*** Opening Selected text ***

Movie theaters are opening, but should they?

Last year I wrote an article about the joys of seeing a movie theatrically. It’s so much better than watching one at home. In theory, I still believe it. I would love to sit down in a crowded cinema, get close to the giant screen, and share an emotional experience with hundreds of happy strangers.

For the first time in months, local residents have the option to do just that. At least three local multiplexes have advertised movies in theaters, although I’m not sure the screenings ever happened. The Rafael has opened for a few screenings recently. And Landmark will likely screen a film this month.

But I’m staying home, and I’m recommending you do the same. That’s not just for your health, but for the wellbeing of the whole Bay Area.


The Alameda Historical Theatre

Just how dangerous is it to go to a cinema during a pandemic? The theater managers are working to make their venues as safe as they can. Everyone must wear masks. Reduced capacity and reserved tickets helps enforce social distancing. You can visit the CinemaSafe website for more information.

And yet, going to a movie may still be dangerous. Outside of drive-ins, movie theaters are indoors – much more dangerous than being outside. You sit there for maybe two hours. In the dark, no one can tell that some jerk took off their mask. When the movie is over, people may crowd together on the way out. Keep in mind that you’re not just gambling with your life; you may be spreading the virus around the bay.

*** Closing Selected text ***
*** Opening Supplied information ***

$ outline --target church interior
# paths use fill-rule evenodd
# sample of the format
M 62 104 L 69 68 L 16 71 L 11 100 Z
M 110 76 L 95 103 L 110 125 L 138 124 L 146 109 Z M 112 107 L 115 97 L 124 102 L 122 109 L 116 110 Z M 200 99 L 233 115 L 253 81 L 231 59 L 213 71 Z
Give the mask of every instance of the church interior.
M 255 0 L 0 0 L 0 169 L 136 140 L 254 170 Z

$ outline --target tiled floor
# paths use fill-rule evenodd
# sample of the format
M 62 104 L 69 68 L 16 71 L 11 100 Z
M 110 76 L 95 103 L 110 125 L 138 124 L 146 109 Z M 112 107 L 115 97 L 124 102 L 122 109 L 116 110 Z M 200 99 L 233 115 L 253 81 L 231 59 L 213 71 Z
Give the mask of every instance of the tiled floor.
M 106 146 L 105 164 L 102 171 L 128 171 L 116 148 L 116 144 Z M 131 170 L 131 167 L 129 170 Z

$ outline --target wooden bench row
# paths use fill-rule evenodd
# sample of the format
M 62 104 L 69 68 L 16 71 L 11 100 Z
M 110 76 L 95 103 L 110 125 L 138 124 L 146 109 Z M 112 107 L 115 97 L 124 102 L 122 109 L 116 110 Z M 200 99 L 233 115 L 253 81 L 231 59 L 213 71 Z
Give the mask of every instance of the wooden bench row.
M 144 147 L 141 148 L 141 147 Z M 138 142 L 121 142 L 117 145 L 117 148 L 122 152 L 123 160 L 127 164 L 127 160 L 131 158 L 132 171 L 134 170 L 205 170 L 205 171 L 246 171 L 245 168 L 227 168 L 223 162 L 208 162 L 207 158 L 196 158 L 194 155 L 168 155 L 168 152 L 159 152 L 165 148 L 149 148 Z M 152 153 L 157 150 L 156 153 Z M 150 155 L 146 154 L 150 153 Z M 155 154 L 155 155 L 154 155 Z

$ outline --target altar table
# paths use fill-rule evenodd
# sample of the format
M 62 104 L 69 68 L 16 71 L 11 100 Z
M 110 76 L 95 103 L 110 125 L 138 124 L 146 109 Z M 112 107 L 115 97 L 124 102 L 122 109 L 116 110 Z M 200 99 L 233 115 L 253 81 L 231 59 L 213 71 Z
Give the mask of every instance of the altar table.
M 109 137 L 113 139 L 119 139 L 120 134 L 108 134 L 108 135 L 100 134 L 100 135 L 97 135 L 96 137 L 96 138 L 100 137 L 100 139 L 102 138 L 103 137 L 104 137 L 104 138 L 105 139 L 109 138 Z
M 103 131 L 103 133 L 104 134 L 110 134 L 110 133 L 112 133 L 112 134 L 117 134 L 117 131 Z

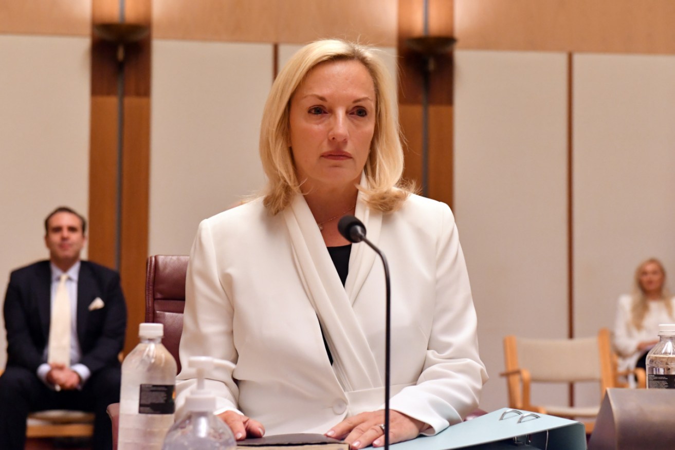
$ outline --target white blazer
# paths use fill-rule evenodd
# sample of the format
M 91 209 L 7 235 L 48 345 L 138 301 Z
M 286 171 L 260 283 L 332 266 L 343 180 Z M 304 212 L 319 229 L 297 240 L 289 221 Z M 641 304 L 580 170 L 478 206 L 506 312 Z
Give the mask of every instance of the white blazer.
M 675 311 L 675 297 L 668 300 L 671 310 Z M 614 348 L 619 356 L 618 369 L 628 370 L 635 368 L 635 364 L 645 354 L 645 350 L 639 350 L 641 342 L 659 339 L 659 324 L 672 323 L 675 318 L 668 314 L 666 302 L 647 302 L 647 313 L 643 319 L 642 328 L 636 329 L 632 325 L 633 297 L 624 294 L 619 297 L 616 305 L 616 316 L 614 319 Z M 629 384 L 634 383 L 632 376 L 628 377 Z
M 452 213 L 412 195 L 383 215 L 359 194 L 356 215 L 391 272 L 390 406 L 438 432 L 477 407 L 487 379 Z M 258 199 L 203 221 L 188 268 L 178 414 L 194 384 L 192 356 L 227 362 L 207 376 L 219 412 L 241 412 L 268 434 L 324 433 L 382 408 L 385 281 L 376 256 L 353 244 L 343 287 L 301 195 L 275 216 Z

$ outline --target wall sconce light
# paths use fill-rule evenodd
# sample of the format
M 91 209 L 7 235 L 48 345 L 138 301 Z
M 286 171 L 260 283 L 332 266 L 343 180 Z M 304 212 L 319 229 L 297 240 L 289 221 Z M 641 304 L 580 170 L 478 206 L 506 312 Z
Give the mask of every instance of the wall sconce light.
M 97 36 L 117 45 L 117 61 L 119 63 L 124 61 L 124 46 L 140 40 L 149 32 L 148 26 L 140 24 L 111 22 L 94 26 L 94 33 Z
M 434 57 L 449 53 L 457 40 L 452 36 L 420 36 L 406 39 L 406 45 L 422 55 L 427 61 L 427 70 L 435 67 Z

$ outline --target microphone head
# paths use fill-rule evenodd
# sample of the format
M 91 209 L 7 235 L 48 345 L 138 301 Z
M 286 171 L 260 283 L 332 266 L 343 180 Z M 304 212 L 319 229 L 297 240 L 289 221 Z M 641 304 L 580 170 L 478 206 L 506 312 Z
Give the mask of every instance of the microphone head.
M 350 242 L 360 242 L 366 237 L 366 227 L 354 216 L 343 216 L 338 222 L 338 231 Z

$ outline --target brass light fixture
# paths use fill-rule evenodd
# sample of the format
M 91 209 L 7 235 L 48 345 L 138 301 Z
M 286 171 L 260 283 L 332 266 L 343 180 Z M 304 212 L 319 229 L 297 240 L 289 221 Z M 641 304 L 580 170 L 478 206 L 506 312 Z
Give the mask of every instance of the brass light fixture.
M 104 40 L 117 45 L 117 61 L 124 61 L 124 46 L 138 42 L 150 32 L 150 28 L 140 24 L 111 22 L 97 24 L 94 33 Z

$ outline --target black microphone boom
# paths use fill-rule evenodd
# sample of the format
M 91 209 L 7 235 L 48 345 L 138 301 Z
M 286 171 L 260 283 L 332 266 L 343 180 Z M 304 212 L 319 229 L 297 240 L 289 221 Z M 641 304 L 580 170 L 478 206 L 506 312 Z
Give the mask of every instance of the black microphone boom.
M 366 237 L 366 227 L 361 221 L 354 216 L 343 216 L 338 223 L 338 231 L 350 242 L 354 244 L 365 242 L 379 255 L 384 266 L 384 279 L 386 287 L 386 307 L 385 311 L 385 349 L 384 349 L 384 448 L 389 450 L 389 368 L 391 366 L 391 342 L 392 336 L 390 328 L 392 324 L 392 297 L 390 292 L 390 281 L 389 277 L 389 264 L 384 254 L 377 248 L 374 244 Z

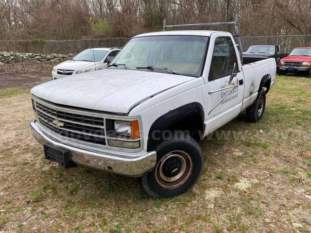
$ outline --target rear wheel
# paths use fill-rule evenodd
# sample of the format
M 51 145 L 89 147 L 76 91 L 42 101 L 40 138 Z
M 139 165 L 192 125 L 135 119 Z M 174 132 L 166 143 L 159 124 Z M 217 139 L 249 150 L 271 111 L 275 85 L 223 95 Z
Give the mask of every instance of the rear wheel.
M 151 172 L 138 178 L 147 194 L 156 198 L 180 195 L 195 183 L 203 167 L 203 155 L 198 143 L 178 132 L 156 148 L 157 162 Z
M 255 103 L 246 108 L 247 119 L 253 122 L 260 120 L 263 116 L 265 105 L 266 92 L 263 89 L 261 89 Z

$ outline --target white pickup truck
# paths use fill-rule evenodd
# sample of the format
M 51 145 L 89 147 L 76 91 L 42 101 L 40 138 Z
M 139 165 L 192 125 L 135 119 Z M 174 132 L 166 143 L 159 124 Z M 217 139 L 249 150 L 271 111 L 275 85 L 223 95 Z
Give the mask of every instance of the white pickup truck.
M 107 69 L 34 87 L 32 134 L 65 168 L 138 177 L 155 198 L 179 195 L 202 170 L 200 139 L 243 110 L 262 117 L 275 60 L 240 61 L 227 32 L 137 35 Z

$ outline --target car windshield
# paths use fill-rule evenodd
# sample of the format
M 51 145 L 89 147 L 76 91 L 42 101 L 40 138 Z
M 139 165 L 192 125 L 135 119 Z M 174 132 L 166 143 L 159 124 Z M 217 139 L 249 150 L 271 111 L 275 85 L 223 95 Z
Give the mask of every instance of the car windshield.
M 102 61 L 108 51 L 104 50 L 94 50 L 94 54 L 93 54 L 93 50 L 87 50 L 82 51 L 77 56 L 72 58 L 74 61 L 85 61 L 88 62 L 94 62 L 94 58 L 95 57 L 95 62 L 100 62 Z
M 251 46 L 246 52 L 265 53 L 269 54 L 274 54 L 274 47 L 273 46 Z
M 311 56 L 311 49 L 294 49 L 290 56 Z
M 117 55 L 110 68 L 200 77 L 208 40 L 192 35 L 134 38 Z

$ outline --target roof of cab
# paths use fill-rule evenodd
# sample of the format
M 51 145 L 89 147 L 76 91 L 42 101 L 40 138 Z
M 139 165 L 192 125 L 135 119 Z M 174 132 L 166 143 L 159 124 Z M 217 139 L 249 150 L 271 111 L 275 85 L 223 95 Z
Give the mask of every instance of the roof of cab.
M 94 50 L 103 50 L 104 51 L 109 51 L 109 50 L 110 50 L 110 48 L 104 48 L 104 47 L 97 47 L 97 48 L 94 48 Z M 93 50 L 93 48 L 92 49 L 87 49 L 86 50 Z
M 145 33 L 137 35 L 134 37 L 140 37 L 141 36 L 150 36 L 153 35 L 199 35 L 201 36 L 210 36 L 213 33 L 226 33 L 219 31 L 205 31 L 205 30 L 189 30 L 189 31 L 168 31 L 166 32 L 156 32 L 155 33 Z

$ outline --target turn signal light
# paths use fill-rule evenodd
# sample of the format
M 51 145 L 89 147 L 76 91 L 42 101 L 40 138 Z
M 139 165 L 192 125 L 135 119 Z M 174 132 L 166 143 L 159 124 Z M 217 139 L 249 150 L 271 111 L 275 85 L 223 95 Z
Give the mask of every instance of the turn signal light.
M 311 67 L 311 62 L 305 62 L 301 64 L 302 67 Z
M 139 135 L 139 126 L 138 120 L 132 120 L 130 122 L 131 125 L 131 132 L 132 133 L 132 139 L 138 139 L 140 137 Z

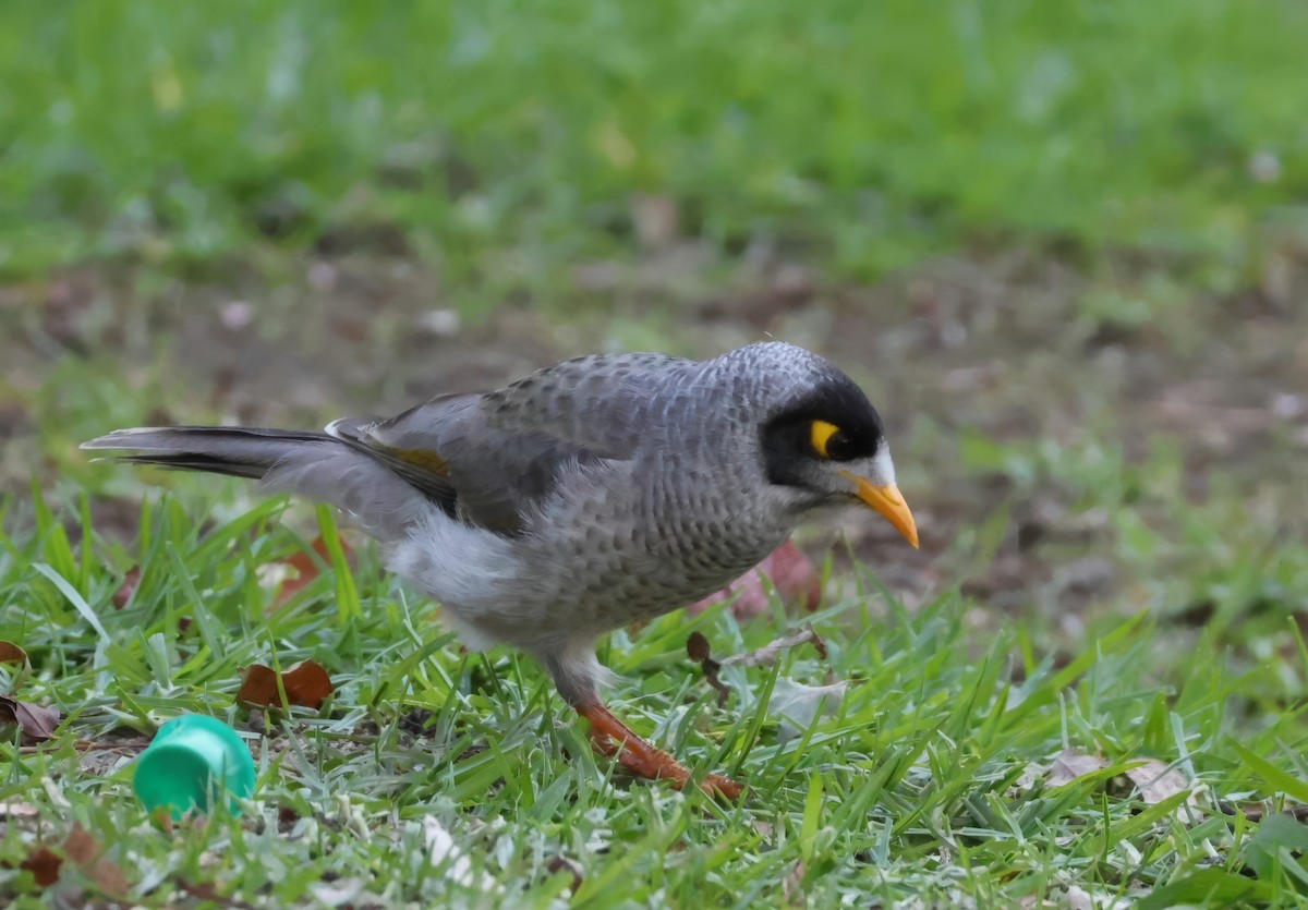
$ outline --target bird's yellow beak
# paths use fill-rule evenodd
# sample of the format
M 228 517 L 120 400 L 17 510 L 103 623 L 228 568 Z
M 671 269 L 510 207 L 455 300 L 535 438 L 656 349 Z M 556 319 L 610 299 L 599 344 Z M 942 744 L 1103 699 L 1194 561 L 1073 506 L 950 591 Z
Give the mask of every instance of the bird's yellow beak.
M 909 511 L 899 488 L 895 484 L 874 486 L 858 475 L 848 471 L 841 471 L 841 473 L 854 481 L 854 496 L 879 511 L 887 522 L 895 526 L 896 531 L 904 535 L 908 543 L 913 544 L 913 549 L 917 549 L 917 523 L 913 520 L 913 513 Z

*** Closing Supplied information ***

■ **Required action 1**
Please repeat the stretch of the article on reopening movie theaters from "For the first" through "whole Bay Area.", swapping "multiplexes" for "cinemas".
■ **Required action 2**
In the article on reopening movie theaters, how long does a moviegoer sit in the theater?
■ **Required action 3**
Carry on the article on reopening movie theaters from its final sentence.

■ **Written answer 1**
For the first time in months, local residents have the option to do just that. At least three local cinemas have advertised movies in theaters, although I’m not sure the screenings ever happened. The Rafael has opened for a few screenings recently. And Landmark will likely screen a film this month.

But I’m staying home, and I’m recommending you do the same. That’s not just for your health, but for the wellbeing of the whole Bay Area.

■ **Written answer 2**
Maybe two hours.

■ **Written answer 3**
Last week, I got a press release about an upcoming movie from Sony called The Climb. I was surprised to find out that the film will open November 13 at the Embarcadero Center and the Shattuck – two Landmark Theaters that have been open closed since spring. A press contact told me that “According to what Sony is telling us, those Landmark theaters are opening for real screenings.”


Happy patrons at the Castro for the SF Silent Film Festival

I will be reviewing The Climb – at home. I’m skeptical that the film will screen theatrically in the Bay Area. It seems like every time a city, state, or country relaxes its vigilance, COVID cases rise. Just the day after I heard about The Climb, I opened the Chronicle and got the headline “Cases up, S.F. freezes reopening.”

I deeply want to go to a movie theater, and not just for myself. Owners and former employees are struggling. The longer we avoid the theaters, the more of them will die for good. Until then, buy movies via virtual cinema, donate to a favorite theater (hey, you can stop making political donations now). And hope that one day, we’ll see each other at the movies.